DIRECTION A - Convert the records, from their start up to and including the line with "x=490 y=267", into a JSON list of strings with one string per line and no blank lines. Leave the pictures out of the answer.

One was the elder Kim’s 78th birthday, celebrated April 15 in the North Korean capital of Pyongyang with moderate fanfare. The other was a national election for the Supreme People’s Assembly, the rubber-stamp Parliament, balloting for which was moved up--by more than six months--to April 22.

This electoral haste appears to have been less a matter of democratic fervor than a sign that the Pyongyang regime sees the need to consolidate its grasp on power as news seeps in to its isolated populace of dramatic changes in Eastern Europe. Adding to external pressures is South Korea’s dynamic economic success and its diplomatic courtship with the Soviet Union, which along with China has been a major benefactor of the north.

The paramount question is whether a political succession, if one is indeed in the works, would lead the country away from Kim Il Sung’s personal brand of hard-line socialism, a philosophy he identifies with the word juche, or “self-reliance.”

“North Korea has got to change its juche ideology because it needs technology from developed countries to get out of economic stagnation,” said Yu Suk Ryul, dean for research at the South Korean Foreign Ministry’s Institute of Foreign Affairs and National Security.

DATA -
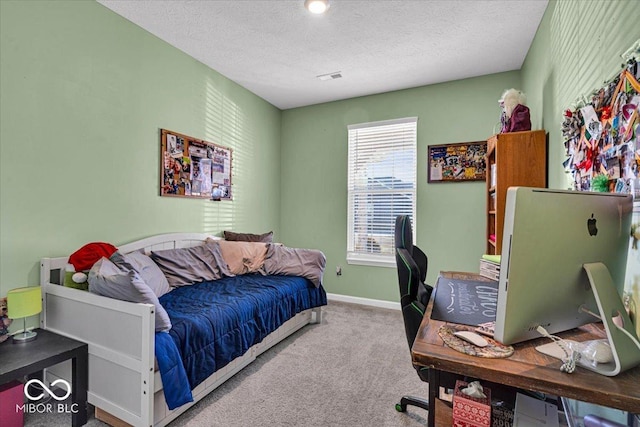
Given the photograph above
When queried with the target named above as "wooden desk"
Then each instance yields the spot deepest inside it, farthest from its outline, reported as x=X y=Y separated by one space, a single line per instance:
x=20 y=360
x=526 y=368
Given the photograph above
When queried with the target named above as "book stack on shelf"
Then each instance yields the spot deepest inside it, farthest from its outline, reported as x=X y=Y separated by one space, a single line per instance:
x=490 y=267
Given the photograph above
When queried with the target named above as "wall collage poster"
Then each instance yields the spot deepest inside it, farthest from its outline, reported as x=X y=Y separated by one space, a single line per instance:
x=602 y=138
x=193 y=168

DIRECTION B - List every country named in the North Korea passage.

COMPLETE ANSWER A -
[
  "Given the photograph above",
  "When queried with the target named above as \"wooden desk\"",
  "Then each instance yields the spot deepest inside it, farthest from its outline, reported as x=X y=Y separated by one space, a single line per instance:",
  "x=20 y=360",
  "x=526 y=368",
  "Given the photograph above",
  "When queried with the target named above as \"book stack on shelf\"",
  "Then each instance yields the spot deepest inside it, farthest from its outline, reported as x=X y=Y separated by one space, a single line per instance:",
  "x=490 y=267"
]

COMPLETE ANSWER B - North Korea, South Korea, the Soviet Union, China